### PASSAGE GIVEN
[START]
The result is that the hash of a bit sequence is the same as the hash of the same bit sequence padded with zero bits up to the next byte boundary, e.g.
hash([]) = hash([0])
The result is that these hash functions are not collision-resistant (over bit sequences)
and as a result, different values of different types with different sizes can produce the same digest when using the raw encoding.
This is unexpected behavior: users expect that for raw encoding, types of the same size may produce the same sequence of serialized bits,
however, it is unexpected that different types of different sizes, serializing to different bit sequences under raw encoding, can produce the same digest.
A concrete example demonstrates the severity: a 33-bit Vote struct can collide with a 34-bit Send struct:
struct Vote {
choice: u32, // who to vote for
is_final: bool // can this vote be updated?
}
struct Send {
approval: bool, // approval required from controller?
fast: bool, // fast transfer?
dst: u32, // index of dst account
}
Signing Vote { vote: 4, is_final: true } produces the bit sequence:
0100000000000000000000000000000 | 1 | 0000000
This is identical to Send { approval: false, fast: true, dst: 2 }:
0 | 1 | 0000000000000000000000000000010 | 000000
A signature on one type can be replayed as a valid signature for a completely different message type.
[END]
### TASK DESCRIPTION
Summarize the passage on hash collisions above in two sentences.

### PROVIDED INFORMATION
[START]
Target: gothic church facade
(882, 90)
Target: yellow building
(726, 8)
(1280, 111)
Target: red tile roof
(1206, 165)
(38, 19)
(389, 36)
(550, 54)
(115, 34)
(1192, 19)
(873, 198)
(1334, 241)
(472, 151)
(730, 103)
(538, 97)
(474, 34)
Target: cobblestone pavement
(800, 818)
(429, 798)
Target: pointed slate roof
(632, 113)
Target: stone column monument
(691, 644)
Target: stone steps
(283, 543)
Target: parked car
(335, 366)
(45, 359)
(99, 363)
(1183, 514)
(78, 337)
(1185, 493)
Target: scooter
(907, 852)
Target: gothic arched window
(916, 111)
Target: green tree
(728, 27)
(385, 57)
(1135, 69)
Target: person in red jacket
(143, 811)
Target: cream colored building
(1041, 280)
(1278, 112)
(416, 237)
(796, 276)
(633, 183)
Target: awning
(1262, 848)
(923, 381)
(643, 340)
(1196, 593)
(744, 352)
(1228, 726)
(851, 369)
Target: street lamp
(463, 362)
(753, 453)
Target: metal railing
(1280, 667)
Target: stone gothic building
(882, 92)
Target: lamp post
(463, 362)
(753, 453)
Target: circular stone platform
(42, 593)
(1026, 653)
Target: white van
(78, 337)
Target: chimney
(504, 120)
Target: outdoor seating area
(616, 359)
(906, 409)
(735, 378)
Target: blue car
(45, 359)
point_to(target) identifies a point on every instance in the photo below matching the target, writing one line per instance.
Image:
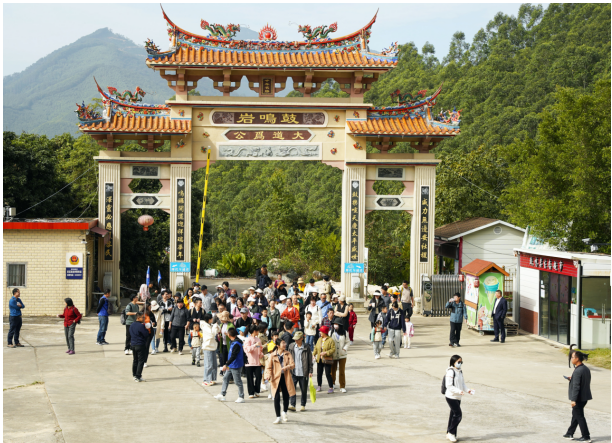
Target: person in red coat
(352, 322)
(71, 317)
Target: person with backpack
(130, 317)
(139, 336)
(396, 326)
(178, 325)
(103, 308)
(454, 388)
(71, 317)
(458, 314)
(233, 367)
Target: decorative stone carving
(269, 151)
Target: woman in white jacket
(210, 330)
(455, 389)
(342, 342)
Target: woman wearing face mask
(455, 389)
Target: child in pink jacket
(254, 353)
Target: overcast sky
(32, 31)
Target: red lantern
(145, 221)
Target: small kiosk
(482, 279)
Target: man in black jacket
(579, 393)
(500, 308)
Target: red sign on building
(555, 265)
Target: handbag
(313, 392)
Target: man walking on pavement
(579, 394)
(499, 314)
(302, 356)
(15, 307)
(103, 304)
(458, 314)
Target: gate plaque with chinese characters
(180, 219)
(109, 203)
(424, 226)
(268, 134)
(227, 118)
(354, 221)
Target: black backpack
(444, 383)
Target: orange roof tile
(139, 124)
(398, 126)
(190, 56)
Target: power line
(56, 192)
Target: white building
(479, 238)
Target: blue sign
(180, 266)
(74, 273)
(354, 268)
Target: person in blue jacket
(15, 307)
(103, 305)
(235, 363)
(458, 314)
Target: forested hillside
(534, 149)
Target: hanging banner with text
(354, 221)
(180, 219)
(424, 225)
(109, 204)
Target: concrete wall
(44, 252)
(489, 246)
(529, 293)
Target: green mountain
(41, 99)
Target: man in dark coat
(579, 393)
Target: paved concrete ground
(91, 396)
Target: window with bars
(16, 274)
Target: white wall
(496, 248)
(530, 289)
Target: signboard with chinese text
(354, 268)
(109, 204)
(354, 237)
(424, 226)
(267, 134)
(180, 219)
(180, 266)
(74, 266)
(226, 118)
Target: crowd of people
(273, 338)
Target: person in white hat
(282, 305)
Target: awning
(101, 232)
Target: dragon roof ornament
(418, 106)
(125, 103)
(316, 40)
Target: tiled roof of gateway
(317, 50)
(403, 125)
(210, 57)
(136, 124)
(412, 118)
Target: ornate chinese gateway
(267, 127)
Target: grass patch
(599, 357)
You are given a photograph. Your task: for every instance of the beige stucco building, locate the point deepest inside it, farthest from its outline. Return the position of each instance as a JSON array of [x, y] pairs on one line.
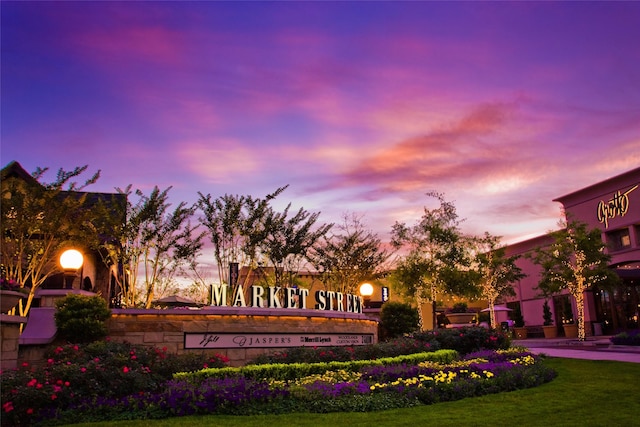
[END]
### THE OUTPUT
Because a bit sequence hashes the same as that sequence padded with zero bits up to the next byte boundary, these hash functions are not collision-resistant over bit sequences, so different values of different types and sizes can produce the same digest under raw encoding. For instance, a 33-bit Vote struct can collide with a 34-bit Send struct, which lets a signature on one type be replayed as a valid signature for a completely different message type.